Pour le grand public, l’appartenance de grandes enseignes au mouvement des
coopératives de commerçants et associé est souvent ignorée bien que celui-ci fréquente
quotidiennement ces enseignes. Les coopératives de commerçants exercent leur activité
dans tous les domaines qu’ils soient alimentaires ou non alimentaires bien que les plus
connues soient des acteurs majeurs de la grande distribution alimentaire. Les logos
ci-dessous sont les logos de grandes enseignes de coopératives de commerçants
alimentaires et non alimentaires.
Dans le cadre de ce mémoire, nous allons orienter notre analyse des coopératives de
commerçants sur celles d’entre elles exerçant leur activité dans le secteur alimentaire
principalement. Autrement dit, nous allons nous intéresser aux coopératives de
commerçants que peuvent être Leclerc, Système U et Intermarché pour les plus
importantes coopératives du secteur en présentant leurs avantages et leurs
inconvénients.
Pour ce qui est des avantages que procurent les coopératives de commerçants du secteur
alimentaire, nous pouvons simplement citer le fait qu’elles profitent aux associés
coopérateurs. Ces derniers sont parfois des producteurs, parfois des distributeurs ou
parfois de simples négociants qui ne font que de l’achat pour la revente dans l’idée d’en
sortir une marge. Dans le cas des producteurs alimentaires en tant qu’associés, cela
permet à ceux-ci d'écouler leurs productions à des prix raisonnables puisqu’ils sont le
plus souvent fixés par ces mêmes producteurs. Ils sont à l’origine de la gestion même de
la structure et de son orientation stratégique.

▸ OBJECTIF:
Indiquez si chacun des énoncés 1., 2. et 3. concorde avec le texte sur les coopératives de commerçants, en répondant par oui ou par non et en citant exactement les mots du texte qui tranchent. 1. Les coopératives de commerçants exercent uniquement dans le secteur alimentaire. 2. Le mémoire oriente son analyse principalement vers les coopératives du secteur alimentaire. 3. Les prix des productions des producteurs associés sont le plus souvent fixés par ces producteurs eux-mêmes. Les enregistrements ne sont pas nécessaires ici.

▸ DONNÉES FOURNIES:
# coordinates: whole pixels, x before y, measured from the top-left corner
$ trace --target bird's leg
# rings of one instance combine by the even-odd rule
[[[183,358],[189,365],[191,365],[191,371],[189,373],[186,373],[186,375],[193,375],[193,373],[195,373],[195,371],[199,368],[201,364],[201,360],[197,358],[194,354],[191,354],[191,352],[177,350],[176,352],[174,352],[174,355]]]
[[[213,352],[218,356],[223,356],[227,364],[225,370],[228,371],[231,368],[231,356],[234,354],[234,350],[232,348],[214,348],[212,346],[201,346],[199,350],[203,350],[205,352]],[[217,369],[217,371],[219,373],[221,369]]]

▸ ZONE DE RÉPONSE:
1. Non : « Les coopératives de commerçants exercent leur activité dans tous les domaines qu’ils soient alimentaires ou non alimentaires ».
2. Oui : « nous allons orienter notre analyse des coopératives de commerçants sur celles d’entre elles exerçant leur activité dans le secteur alimentaire principalement ».
3. Oui : « ils sont le plus souvent fixés par ces mêmes producteurs ».